§ **About this exercise**:
Return the full set of records, matching them character for character.

Data extracted from a collection:
══════════════════════════════
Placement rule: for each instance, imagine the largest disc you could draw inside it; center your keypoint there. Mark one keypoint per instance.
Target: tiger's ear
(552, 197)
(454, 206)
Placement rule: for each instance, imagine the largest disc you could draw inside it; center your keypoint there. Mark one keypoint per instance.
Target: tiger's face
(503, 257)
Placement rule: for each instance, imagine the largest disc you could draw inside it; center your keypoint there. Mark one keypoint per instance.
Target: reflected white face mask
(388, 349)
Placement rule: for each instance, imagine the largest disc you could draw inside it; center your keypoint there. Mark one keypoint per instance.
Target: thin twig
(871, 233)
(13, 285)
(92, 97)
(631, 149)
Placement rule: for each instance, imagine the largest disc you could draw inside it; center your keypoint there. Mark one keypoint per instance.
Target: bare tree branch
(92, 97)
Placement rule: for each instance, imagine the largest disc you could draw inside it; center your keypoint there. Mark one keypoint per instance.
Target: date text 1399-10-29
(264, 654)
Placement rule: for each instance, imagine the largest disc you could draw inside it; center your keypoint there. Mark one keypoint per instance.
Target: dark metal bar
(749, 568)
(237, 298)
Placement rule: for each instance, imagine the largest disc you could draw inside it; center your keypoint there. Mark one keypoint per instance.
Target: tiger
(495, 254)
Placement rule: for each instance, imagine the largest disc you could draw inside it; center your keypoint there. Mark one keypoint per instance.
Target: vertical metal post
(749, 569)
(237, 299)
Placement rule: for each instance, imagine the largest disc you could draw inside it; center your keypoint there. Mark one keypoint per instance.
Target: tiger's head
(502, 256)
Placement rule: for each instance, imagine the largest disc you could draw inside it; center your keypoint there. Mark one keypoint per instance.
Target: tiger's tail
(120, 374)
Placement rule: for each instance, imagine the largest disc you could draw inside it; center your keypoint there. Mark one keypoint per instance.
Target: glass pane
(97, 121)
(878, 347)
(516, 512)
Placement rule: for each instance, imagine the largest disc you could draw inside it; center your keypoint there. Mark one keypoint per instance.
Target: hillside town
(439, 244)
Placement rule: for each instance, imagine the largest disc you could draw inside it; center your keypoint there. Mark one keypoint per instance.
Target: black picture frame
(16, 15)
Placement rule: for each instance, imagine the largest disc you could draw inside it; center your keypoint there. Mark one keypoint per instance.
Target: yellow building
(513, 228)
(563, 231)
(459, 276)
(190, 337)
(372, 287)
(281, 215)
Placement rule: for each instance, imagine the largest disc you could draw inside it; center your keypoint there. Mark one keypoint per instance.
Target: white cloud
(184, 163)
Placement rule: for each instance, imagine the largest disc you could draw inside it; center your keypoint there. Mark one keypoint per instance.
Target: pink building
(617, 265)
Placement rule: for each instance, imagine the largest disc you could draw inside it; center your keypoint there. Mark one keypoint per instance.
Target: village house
══════════════════════════════
§ **Written response**:
Placement rule: for each instance, imagine the largest disc you could draw inside it; center your keypoint there. Mark one keypoint per instance.
Target: tiger's ear
(552, 197)
(454, 206)
Placement rule: for each instance, imagine the largest disc you could draw inside it; center your keypoint there. Mark one keypoint per instance.
Target: tiger's face
(503, 257)
Placement rule: for each instance, imagine the largest disc you could draw inside it; center your keypoint there. Mark one keypoint per instance.
Target: reflected white face mask
(388, 349)
Placement rule: for each instance, imagine the largest disc you could draw inside it; center your keypoint there. Mark one keypoint per instance.
Target: thin twig
(871, 233)
(13, 285)
(92, 97)
(631, 149)
Placement rule: for each instance, imagine the largest disc you could draw inside it; center your keypoint there. Mark one keypoint per instance.
Target: bare tree branch
(92, 97)
Placement rule: for each instance, imagine the largest disc you could draw inside it; center your keypoint there. Mark one keypoint per instance.
Target: date text 1399-10-29
(264, 654)
Placement rule: for each instance, imagine the largest disc you could draw inside it; center your keypoint there. Mark one keypoint per instance.
Target: dark metal bar
(749, 568)
(237, 298)
Placement rule: for each instance, imagine the largest disc you could draw inside it; center your keypoint there. Mark one keypoint per instance.
Target: tiger
(495, 254)
Placement rule: for each instance, imagine the largest disc you could draw inside it; center your keypoint there. Mark one keypoint per instance.
Target: vertical metal post
(749, 569)
(237, 299)
Placement rule: for each instance, imagine the largest disc you could draw inside it; center your keypoint there. Mark one keypoint per instance.
Target: tiger's head
(502, 256)
Placement rule: for each instance, imagine the largest disc you could draw inside it; center your keypoint there. Mark one keypoint per instance.
Target: tiger's tail
(120, 374)
Placement rule: for each instance, imagine the largest disc you could draw inside it; center your keypoint there. Mark one keypoint per instance.
Target: glass pane
(97, 121)
(878, 347)
(516, 512)
Placement rule: for each instance, imagine the largest disc you could draw inside it; center your keypoint there. Mark one keypoint per instance.
Target: hillside town
(439, 244)
Placement rule: for each instance, imagine the largest disc you could draw inside it; center your keypoint there. Mark one keypoint per instance.
Target: black picture frame
(16, 15)
Placement rule: for each instance, imagine the largest disc you could draw inside it; center your keypoint there. Mark one keypoint per instance.
Target: yellow building
(513, 228)
(563, 231)
(459, 276)
(190, 337)
(372, 287)
(281, 215)
Placement rule: for each instance, imagine the largest disc you could draw inside it; center your keypoint there. Mark one keypoint per instance.
Target: white cloud
(184, 163)
Placement rule: for each instance, imagine the largest disc you could draw inside it; center your keypoint there. Mark one keypoint per instance.
Target: pink building
(617, 265)
Placement rule: for each instance, imagine the largest disc you could draw inside it; center your keypoint there. Mark one keypoint per instance.
Target: village house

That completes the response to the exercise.